2024-12-14 16:45:12 | 日記

12月13日(金)晴れ。

腎臓疾患の検査で入院しているために、当然ながら病院食は味も素っ気もない。刑務所(行ったことはありませんが(笑))の飯よりも10倍不味い。薬を飲む都合があるので、とりあえず、少しだけ口にする。お陰で、入院3日目で体重が5キロも落ちた。毎年行っている伊豆高原での断食と変わらない。

体調が悪くて入院しているくせに、お腹が空いて思い浮かべ目のは鰻やフグに鉄板焼き・・・。特に鰻は好きでたまらないのだが、最近は、Aランクの牛肉よりも高くなって、私のような浪人には、そう度々口に入るものではなくなった。うな重の蓋を開ける時のワクワク感が溜まらない。頭の中に、ジャジャジャーンと音が鳴る。つい先日も、盟友のご厚意で200年も続いている鰻の老舗、駒形の「前川」にご相伴にあずかった。そのお店を知ったのは、「フーテンの寅」さんシリーズである。何作目かは失念したが(どなたかご存知の方がいましたら教えて下さい)、そのお店が出ていた。何でも池波正太郎さんも御贔屓にしていたとのこと。以前から車で駒形橋を通るたびに「前川」の看板が見えて、いつかはと思っていた。

お店に行った時は、日も落ちて夜の帳が下りていた。ライトアップされた駒形橋、隅田川を行き来する屋形舟やシーバス。そしてスカイツリーにアサヒビール本社のオブジェなどが見える。それらが、鰻の味を余計に引き立てている。肝焼き、白焼きにうな重。日本酒の熱燗。至福の時である。

──────────

やること ->
この日記について、次の問いに答えてください。
(a) 入院何日目で、体重が何キロ落ちたと書かれていますか。
(b) 駒形の「前川」は、何年続いている鰻の老舗だとされていますか。
(c) 筆者がその店を知ったきっかけは何ですか。
この後のエントリは、上の日記とは関係のない別の資料です。

──────────

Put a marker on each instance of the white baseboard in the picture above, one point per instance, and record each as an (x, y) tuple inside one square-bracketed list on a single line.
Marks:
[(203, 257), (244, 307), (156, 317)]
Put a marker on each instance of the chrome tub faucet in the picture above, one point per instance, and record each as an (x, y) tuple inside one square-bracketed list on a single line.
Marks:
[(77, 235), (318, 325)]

──────────

回答 ->
(a) 入院3日目で5キロ
(b) 200年
(c) 「フーテンの寅」さんシリーズ